Source text:

---

An increasing share of boomers are attracted to the idea of impact investing — putting money into stock-and-bond funds intended to have a positive influence on society. Most often they want their money to help improve health care, prevent disease and find cures.
Those are among the findings of a new poll of 1,005 U.S. adults — nearly a third of them boomers — conducted on behalf of global asset manager American Century Investments. In the survey, 44 percent of boomers said they find impact investments appealing, up from 32 percent in a similar survey in late 2016.
Fifty-two percent of boomers cited societal impact as an important consideration in where they put their dollars, while 45 percent said they wanted to invest in companies that align with their personal values.
When it comes to specific causes, 42 percent of boomers cited health care and 18 percent favored environmental protection or sustainability, while 12 percent wanted to help improve education. Eleven percent wanted to help curtail poverty, while the same share wanted their investments to align with their religious principles.

---

Work to complete:
1. In the article on boomers and impact investing, what percentage of boomers found impact investments appealing in the similar survey from late 2016?
2. Continue the article on boomers and impact investing, starting after its final sentence.

Provided information:

---

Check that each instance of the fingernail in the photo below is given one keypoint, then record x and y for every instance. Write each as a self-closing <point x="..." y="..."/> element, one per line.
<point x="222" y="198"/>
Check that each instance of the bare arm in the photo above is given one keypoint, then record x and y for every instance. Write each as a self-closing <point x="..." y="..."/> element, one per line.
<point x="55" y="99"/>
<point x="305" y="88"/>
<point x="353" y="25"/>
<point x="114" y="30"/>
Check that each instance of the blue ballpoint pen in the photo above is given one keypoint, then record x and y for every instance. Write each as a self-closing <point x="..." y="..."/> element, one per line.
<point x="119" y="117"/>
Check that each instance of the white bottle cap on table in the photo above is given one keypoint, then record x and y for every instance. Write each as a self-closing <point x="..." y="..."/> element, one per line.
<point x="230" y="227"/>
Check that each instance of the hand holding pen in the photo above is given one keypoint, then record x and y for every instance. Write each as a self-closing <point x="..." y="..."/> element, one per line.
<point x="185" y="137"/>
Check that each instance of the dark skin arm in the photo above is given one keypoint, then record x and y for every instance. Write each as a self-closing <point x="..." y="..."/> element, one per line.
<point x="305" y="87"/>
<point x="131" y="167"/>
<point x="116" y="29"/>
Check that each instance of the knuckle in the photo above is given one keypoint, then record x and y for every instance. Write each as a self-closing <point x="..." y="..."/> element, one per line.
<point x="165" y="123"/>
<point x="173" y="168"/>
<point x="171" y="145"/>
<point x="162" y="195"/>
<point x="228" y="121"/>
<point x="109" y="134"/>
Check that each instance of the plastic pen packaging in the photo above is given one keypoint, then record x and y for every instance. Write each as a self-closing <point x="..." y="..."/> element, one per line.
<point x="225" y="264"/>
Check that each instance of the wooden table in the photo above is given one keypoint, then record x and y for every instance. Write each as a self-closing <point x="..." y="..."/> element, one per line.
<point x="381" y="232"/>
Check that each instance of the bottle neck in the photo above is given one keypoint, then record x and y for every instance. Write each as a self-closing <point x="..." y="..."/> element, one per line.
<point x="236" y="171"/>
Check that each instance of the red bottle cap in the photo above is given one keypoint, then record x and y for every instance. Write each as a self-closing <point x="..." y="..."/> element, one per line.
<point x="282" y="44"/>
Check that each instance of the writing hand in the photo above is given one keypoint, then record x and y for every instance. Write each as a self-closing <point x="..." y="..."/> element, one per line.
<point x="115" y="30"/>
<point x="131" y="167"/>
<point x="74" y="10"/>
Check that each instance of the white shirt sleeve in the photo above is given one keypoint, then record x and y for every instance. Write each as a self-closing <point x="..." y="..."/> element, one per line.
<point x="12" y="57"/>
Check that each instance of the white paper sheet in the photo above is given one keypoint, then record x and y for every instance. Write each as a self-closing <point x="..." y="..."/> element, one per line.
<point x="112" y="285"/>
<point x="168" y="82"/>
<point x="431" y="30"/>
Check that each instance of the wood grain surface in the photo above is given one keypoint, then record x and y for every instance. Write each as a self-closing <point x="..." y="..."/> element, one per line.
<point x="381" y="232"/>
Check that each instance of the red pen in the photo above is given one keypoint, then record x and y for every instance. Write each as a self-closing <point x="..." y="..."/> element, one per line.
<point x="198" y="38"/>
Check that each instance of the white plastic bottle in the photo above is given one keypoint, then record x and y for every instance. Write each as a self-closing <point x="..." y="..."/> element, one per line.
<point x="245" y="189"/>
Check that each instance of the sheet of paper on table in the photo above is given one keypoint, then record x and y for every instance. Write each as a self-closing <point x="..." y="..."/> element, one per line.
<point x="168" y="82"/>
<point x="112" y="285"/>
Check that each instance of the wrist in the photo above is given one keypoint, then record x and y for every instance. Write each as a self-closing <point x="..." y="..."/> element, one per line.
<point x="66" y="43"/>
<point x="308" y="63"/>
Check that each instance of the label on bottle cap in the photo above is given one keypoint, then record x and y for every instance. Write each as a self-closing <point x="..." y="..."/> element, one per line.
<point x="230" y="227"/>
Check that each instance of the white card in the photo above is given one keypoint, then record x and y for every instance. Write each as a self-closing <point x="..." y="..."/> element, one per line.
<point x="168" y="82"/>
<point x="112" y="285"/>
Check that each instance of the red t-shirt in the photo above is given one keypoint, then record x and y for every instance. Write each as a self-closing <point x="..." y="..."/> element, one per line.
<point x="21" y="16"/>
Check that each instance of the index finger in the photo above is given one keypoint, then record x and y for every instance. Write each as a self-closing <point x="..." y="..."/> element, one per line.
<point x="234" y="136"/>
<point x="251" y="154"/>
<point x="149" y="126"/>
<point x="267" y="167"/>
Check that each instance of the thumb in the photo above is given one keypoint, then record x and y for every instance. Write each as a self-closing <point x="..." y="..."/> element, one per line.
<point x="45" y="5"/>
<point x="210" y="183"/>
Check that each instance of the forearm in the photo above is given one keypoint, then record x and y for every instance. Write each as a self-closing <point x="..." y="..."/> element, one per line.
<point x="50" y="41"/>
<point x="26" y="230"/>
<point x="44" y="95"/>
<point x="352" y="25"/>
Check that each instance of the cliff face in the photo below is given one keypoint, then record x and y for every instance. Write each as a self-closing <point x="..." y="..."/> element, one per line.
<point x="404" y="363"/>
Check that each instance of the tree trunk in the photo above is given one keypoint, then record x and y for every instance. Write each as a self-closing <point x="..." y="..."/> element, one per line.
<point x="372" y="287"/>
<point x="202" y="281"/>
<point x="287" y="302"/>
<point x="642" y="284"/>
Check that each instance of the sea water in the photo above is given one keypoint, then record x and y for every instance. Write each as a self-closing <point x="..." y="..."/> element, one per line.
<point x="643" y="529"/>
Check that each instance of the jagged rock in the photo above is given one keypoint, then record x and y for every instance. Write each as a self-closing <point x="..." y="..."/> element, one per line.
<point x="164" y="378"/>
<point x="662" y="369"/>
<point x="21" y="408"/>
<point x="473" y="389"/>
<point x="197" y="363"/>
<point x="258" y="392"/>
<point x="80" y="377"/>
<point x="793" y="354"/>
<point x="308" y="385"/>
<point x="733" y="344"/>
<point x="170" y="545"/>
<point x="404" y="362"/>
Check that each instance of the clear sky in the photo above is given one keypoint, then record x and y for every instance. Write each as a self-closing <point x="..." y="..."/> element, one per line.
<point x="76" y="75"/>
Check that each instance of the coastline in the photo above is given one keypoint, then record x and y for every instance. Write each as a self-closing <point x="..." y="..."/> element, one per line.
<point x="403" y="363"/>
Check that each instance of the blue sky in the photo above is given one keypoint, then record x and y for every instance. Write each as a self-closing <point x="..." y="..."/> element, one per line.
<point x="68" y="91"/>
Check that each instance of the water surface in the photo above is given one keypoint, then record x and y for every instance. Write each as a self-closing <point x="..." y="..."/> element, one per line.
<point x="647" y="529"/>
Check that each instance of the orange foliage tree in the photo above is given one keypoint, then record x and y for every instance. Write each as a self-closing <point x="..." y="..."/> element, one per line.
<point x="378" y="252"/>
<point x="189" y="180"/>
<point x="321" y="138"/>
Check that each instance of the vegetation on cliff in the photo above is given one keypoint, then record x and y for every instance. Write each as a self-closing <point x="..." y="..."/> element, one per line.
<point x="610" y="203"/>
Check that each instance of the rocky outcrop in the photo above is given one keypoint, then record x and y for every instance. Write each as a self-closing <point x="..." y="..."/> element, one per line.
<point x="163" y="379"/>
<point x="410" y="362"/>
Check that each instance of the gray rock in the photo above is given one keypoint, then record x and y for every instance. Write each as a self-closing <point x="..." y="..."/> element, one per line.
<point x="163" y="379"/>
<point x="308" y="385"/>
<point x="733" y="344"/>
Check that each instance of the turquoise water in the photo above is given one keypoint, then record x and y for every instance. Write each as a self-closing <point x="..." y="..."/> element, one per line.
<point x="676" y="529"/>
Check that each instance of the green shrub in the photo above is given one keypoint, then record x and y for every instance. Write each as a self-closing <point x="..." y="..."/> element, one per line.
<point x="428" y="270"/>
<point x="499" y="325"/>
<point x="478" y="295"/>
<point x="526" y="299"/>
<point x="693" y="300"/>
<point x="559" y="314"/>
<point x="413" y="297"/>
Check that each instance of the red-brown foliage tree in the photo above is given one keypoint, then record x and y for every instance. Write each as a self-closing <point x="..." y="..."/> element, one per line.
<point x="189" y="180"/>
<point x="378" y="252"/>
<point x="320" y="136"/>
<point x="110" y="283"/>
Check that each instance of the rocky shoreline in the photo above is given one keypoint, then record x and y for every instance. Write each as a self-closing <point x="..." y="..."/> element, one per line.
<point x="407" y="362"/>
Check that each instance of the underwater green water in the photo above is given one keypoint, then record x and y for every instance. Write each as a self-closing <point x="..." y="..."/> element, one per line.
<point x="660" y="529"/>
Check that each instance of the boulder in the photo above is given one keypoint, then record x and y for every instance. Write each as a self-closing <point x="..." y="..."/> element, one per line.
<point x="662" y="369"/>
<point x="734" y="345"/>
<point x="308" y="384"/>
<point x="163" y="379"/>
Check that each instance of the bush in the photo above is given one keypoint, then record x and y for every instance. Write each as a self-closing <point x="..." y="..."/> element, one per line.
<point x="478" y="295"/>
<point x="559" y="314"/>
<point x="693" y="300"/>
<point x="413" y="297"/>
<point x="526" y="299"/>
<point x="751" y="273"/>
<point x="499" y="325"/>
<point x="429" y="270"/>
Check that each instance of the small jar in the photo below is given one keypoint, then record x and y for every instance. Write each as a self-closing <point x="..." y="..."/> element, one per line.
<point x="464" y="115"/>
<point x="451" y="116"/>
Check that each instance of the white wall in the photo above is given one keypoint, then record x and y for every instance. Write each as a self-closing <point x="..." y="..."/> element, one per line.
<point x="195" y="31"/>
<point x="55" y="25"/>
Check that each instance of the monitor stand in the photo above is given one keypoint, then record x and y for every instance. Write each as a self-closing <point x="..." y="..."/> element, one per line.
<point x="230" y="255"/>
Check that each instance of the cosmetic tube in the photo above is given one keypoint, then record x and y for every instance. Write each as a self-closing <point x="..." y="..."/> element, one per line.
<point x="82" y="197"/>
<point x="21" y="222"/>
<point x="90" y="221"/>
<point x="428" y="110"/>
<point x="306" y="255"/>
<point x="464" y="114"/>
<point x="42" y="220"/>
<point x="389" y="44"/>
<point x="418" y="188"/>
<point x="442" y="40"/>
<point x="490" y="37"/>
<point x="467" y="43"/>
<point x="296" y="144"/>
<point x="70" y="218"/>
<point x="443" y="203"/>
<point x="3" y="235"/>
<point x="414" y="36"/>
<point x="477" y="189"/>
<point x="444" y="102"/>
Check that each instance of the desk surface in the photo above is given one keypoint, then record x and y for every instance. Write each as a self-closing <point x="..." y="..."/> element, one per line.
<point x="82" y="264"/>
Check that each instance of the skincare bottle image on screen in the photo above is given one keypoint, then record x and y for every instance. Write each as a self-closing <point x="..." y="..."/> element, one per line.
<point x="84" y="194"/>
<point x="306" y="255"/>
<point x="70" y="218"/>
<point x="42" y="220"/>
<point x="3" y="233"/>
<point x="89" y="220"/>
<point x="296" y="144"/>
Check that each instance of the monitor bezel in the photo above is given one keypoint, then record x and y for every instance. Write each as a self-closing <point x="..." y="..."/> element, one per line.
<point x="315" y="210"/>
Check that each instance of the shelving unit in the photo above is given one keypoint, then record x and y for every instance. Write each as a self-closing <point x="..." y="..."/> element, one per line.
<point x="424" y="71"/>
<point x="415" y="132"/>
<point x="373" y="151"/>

---

Answer section:
1. 32 percent

2.
The increased interest in impact investments may be more than just altruism. Issues such as climate change can affect companies’ prospects, said Guillaume Mascotto, who heads American Century’s investment stewardship and environmental, social and governance efforts. “More baby boomers are understanding that this is something they have to take into account,” he said.
Younger adults are even more attracted to impact investing, the poll found. Fully 56 percent of millennials and 52 percent of Gen Xers said they liked the idea of investing in a way that has a positive impact on society.